• **Supplied entries**
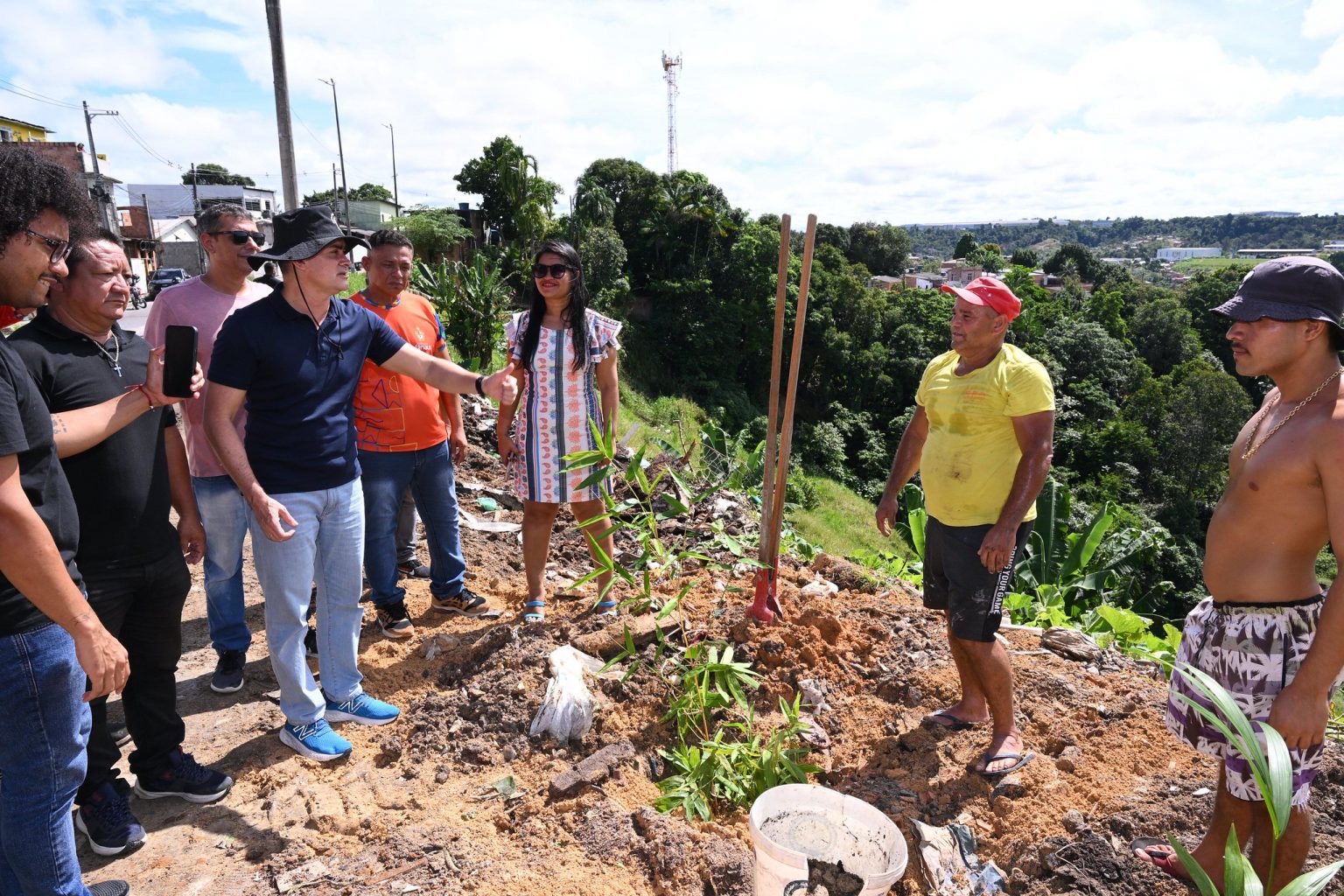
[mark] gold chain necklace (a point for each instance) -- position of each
(1256, 446)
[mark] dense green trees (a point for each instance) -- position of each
(208, 172)
(1146, 406)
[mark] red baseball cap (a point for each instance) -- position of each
(988, 291)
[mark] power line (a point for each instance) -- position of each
(330, 152)
(130, 132)
(35, 95)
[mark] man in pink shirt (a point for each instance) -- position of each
(228, 235)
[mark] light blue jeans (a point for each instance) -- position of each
(223, 512)
(326, 549)
(42, 762)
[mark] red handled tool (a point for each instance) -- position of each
(779, 441)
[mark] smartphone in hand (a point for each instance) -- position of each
(179, 359)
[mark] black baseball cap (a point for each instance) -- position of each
(1296, 288)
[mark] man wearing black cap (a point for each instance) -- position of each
(982, 439)
(295, 358)
(1268, 633)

• **Exercise requirements**
Everything in the entries above should be written out again exactly, except the images.

• **Solved problem**
[mark] gold chain necklace (a point for each instance) -- position of each
(1256, 446)
[mark] dense green trees (a point for each instance) -- position of each
(208, 172)
(1146, 406)
[mark] red baseball cap (a point for each instance) -- position of each
(988, 291)
[mark] power line (a point for each instance) -- position of each
(330, 152)
(130, 132)
(35, 95)
[mark] man in pink shirt (a point for each instance) -- position of each
(228, 235)
[mark] light blue jeans (a point for each instance) -- position of each
(223, 512)
(326, 549)
(42, 762)
[mark] red handled tool (a point for each instance) -- position of each
(779, 441)
[mark] smartphone in hand (a point for each instance) -- position of each
(179, 359)
[mark] black baseball cap (a point for each instance) -- position of each
(1296, 288)
[mark] man wearing black cap (a point for each instance) -- position of each
(982, 439)
(295, 358)
(1268, 633)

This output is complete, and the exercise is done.